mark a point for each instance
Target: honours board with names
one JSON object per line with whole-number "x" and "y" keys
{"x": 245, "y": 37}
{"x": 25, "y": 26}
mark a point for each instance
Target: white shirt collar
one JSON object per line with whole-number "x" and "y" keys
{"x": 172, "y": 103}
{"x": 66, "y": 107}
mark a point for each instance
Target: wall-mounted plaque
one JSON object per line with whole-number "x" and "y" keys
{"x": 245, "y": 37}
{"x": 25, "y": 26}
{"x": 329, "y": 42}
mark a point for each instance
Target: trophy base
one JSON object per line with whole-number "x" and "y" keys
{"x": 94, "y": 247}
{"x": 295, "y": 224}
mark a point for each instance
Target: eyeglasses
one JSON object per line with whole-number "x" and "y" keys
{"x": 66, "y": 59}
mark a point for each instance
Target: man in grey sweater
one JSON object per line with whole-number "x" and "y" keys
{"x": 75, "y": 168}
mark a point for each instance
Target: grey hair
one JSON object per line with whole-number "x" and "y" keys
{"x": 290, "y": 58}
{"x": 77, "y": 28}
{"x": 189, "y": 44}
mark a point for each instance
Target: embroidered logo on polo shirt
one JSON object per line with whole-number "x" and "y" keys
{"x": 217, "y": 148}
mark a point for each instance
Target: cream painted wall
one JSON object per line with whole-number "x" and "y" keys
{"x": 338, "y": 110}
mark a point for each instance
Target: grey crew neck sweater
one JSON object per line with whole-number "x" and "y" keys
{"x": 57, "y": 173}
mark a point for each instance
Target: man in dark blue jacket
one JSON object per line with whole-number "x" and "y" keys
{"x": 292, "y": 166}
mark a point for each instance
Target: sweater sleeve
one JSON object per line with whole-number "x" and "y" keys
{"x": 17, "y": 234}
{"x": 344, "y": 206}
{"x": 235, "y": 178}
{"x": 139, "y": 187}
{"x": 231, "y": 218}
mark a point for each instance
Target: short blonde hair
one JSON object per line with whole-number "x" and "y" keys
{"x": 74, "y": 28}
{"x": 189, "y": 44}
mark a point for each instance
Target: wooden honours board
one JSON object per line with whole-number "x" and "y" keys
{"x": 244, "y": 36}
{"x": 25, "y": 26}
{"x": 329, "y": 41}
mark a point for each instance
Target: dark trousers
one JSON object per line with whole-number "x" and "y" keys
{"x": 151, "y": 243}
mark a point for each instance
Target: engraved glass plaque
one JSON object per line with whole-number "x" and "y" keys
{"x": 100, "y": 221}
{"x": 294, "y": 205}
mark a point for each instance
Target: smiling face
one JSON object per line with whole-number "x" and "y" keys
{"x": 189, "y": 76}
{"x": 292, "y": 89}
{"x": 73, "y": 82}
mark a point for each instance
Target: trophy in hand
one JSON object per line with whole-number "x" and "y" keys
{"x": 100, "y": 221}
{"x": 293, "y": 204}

- - - - - - -

Written request
Pull out each line in the records above that contains the word "hair", matching its upper and lower case exactly.

Solved problem
Target: grey hair
Target: short blonde hair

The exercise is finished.